*Task goal:*
Please copy every line of the listing below word for word, leaving out the pictures.

# Start of Dataset records

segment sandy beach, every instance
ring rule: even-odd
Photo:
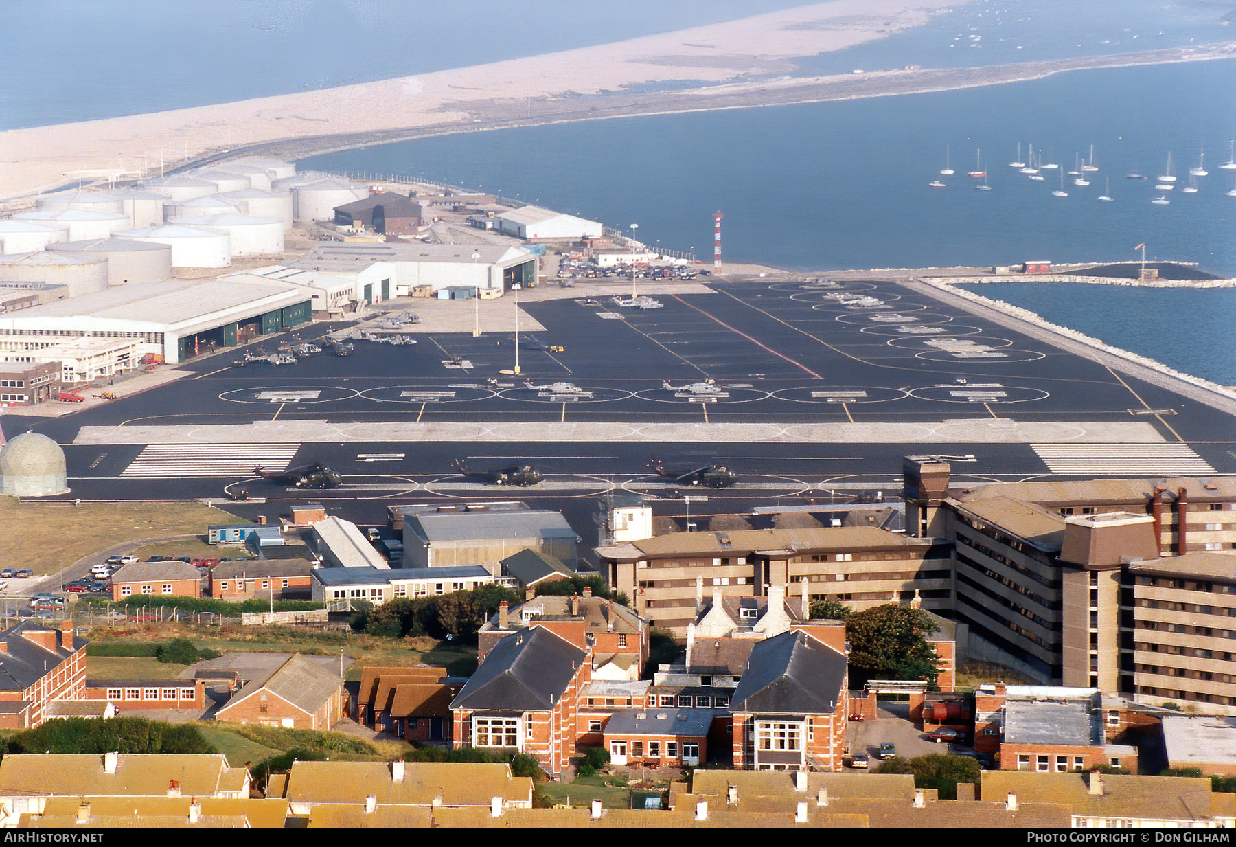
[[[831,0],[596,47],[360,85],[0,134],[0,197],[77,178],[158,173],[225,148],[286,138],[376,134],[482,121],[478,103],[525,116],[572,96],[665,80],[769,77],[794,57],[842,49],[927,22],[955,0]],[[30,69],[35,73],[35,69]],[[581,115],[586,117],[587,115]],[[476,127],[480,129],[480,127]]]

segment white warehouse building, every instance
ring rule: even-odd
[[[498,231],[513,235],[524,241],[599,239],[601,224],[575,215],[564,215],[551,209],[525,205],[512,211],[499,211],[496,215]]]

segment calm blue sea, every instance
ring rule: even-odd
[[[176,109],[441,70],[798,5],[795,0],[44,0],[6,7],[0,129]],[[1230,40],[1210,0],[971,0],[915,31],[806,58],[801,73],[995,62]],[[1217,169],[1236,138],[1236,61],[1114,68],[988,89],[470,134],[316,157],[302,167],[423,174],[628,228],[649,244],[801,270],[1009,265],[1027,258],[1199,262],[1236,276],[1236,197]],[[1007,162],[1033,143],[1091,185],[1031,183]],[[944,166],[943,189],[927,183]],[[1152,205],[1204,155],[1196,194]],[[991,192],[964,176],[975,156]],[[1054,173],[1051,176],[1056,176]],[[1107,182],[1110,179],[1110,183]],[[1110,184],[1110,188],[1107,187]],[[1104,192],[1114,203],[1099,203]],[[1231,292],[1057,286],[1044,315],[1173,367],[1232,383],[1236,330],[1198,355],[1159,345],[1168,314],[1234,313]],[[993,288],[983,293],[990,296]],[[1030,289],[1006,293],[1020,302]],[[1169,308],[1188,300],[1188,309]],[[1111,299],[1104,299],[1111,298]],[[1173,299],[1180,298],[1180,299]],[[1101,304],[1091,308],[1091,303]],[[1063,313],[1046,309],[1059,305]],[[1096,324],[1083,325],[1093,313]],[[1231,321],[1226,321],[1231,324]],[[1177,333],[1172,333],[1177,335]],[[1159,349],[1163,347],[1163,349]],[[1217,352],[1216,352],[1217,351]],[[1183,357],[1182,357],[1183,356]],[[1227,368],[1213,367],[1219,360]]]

# End of Dataset records

*The response:*
segment sandy beach, every instance
ring rule: even-odd
Photo:
[[[831,0],[596,47],[360,85],[0,134],[0,197],[77,178],[158,173],[225,148],[286,138],[376,134],[482,121],[478,103],[525,116],[572,96],[665,80],[769,77],[794,57],[842,49],[927,22],[955,0]],[[30,69],[35,73],[35,69]],[[581,115],[586,117],[587,115]],[[476,127],[480,129],[480,127]]]

segment white warehouse building, every instance
ring rule: even-odd
[[[498,231],[513,235],[524,241],[599,239],[601,224],[575,215],[564,215],[551,209],[525,205],[512,211],[499,211],[496,215]]]

segment calm blue sea, every instance
ring rule: even-odd
[[[176,109],[441,70],[798,5],[795,0],[44,0],[6,7],[0,129]],[[1230,40],[1210,0],[971,0],[915,31],[806,58],[801,73],[995,62]],[[1217,169],[1236,138],[1236,61],[1114,68],[988,89],[470,134],[316,157],[302,167],[423,174],[628,228],[649,244],[801,270],[1009,265],[1027,258],[1199,262],[1236,276],[1236,197]],[[1007,162],[1033,143],[1091,185],[1031,183]],[[944,166],[943,189],[927,183]],[[1152,205],[1204,155],[1196,194]],[[991,192],[964,176],[975,156]],[[1054,173],[1051,176],[1056,176]],[[1107,182],[1110,179],[1110,183]],[[1110,184],[1110,188],[1107,187]],[[1104,192],[1114,203],[1099,203]],[[1231,292],[1057,286],[1044,315],[1173,367],[1232,383],[1236,330],[1198,355],[1159,345],[1168,314],[1234,313]],[[993,288],[983,293],[990,296]],[[1030,289],[1006,293],[1020,302]],[[1169,308],[1188,300],[1188,309]],[[1111,299],[1104,299],[1111,298]],[[1173,299],[1180,298],[1180,299]],[[1101,304],[1091,308],[1091,303]],[[1063,313],[1046,309],[1059,305]],[[1096,324],[1083,325],[1093,313]],[[1231,321],[1226,321],[1231,324]],[[1177,333],[1172,333],[1177,335]],[[1159,349],[1163,347],[1163,349]],[[1217,352],[1216,352],[1217,351]],[[1183,357],[1182,357],[1183,356]],[[1227,368],[1213,367],[1219,360]]]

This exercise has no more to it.